What you should do: Repeat exactly, and only, the lines from the line containing "Target: beige patterned backpack" through the last line of the records below, including both.

Information given:
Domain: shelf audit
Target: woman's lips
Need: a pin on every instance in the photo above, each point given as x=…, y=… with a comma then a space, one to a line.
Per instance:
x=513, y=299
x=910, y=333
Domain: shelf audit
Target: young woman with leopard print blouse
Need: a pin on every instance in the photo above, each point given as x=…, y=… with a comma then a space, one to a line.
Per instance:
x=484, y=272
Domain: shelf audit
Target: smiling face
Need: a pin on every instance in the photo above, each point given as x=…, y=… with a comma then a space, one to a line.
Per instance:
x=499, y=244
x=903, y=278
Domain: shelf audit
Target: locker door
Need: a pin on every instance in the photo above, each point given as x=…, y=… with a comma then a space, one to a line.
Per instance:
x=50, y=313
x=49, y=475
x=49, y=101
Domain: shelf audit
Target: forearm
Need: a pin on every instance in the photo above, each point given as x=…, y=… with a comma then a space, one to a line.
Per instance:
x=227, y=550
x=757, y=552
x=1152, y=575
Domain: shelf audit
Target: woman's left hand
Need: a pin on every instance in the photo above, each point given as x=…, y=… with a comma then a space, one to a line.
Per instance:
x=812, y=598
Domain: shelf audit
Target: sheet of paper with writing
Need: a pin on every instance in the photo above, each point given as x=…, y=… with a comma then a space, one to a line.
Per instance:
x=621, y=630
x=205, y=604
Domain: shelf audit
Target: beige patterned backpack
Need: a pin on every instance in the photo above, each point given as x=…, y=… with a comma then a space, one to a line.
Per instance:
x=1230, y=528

Finished task:
Target: beige patterned backpack
Need: a pin on every instance in the photo above, each point given as x=…, y=… with a comma then a space, one to a line.
Per instance:
x=1230, y=528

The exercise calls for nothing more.